What is asked ▸
Please render everything from the start of the listing down to the line containing "M15 59L25 77L56 57L54 39L17 24Z", inclusive, as a JSON list of strings with one string per line. Leave out blank lines and the pictures.

--- begin Supplied material ---

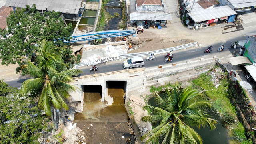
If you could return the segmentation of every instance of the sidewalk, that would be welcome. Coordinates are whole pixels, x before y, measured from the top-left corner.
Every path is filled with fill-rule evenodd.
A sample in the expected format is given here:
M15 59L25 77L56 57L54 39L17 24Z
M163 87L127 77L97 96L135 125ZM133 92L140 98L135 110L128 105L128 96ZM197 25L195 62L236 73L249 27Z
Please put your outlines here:
M231 57L233 56L233 55L229 55L228 57ZM234 55L234 56L235 56L235 55ZM244 77L244 74L245 73L242 70L241 67L237 65L233 66L230 63L229 63L228 62L229 60L228 59L228 58L227 58L226 57L220 58L220 59L219 62L227 68L229 73L232 69L234 70L236 74L236 78L238 81L240 82L242 81L247 81L247 80ZM254 81L253 81L248 82L250 83L252 87L252 93L249 93L248 90L245 89L244 89L245 90L246 94L250 99L250 100L252 101L251 105L254 107L256 106L256 92L255 92L255 90L253 89L255 85L255 82Z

--- end Supplied material ---

Answer to the task ▸
[
  "If you could return the segmentation of every instance of the sidewalk, that would be welcome. Coordinates are whole pixels, x before y, measured from the top-left corner.",
  "Every path is filled with fill-rule evenodd.",
  "A sample in the expected format is given here:",
  "M15 59L25 77L56 57L54 39L17 24Z"
]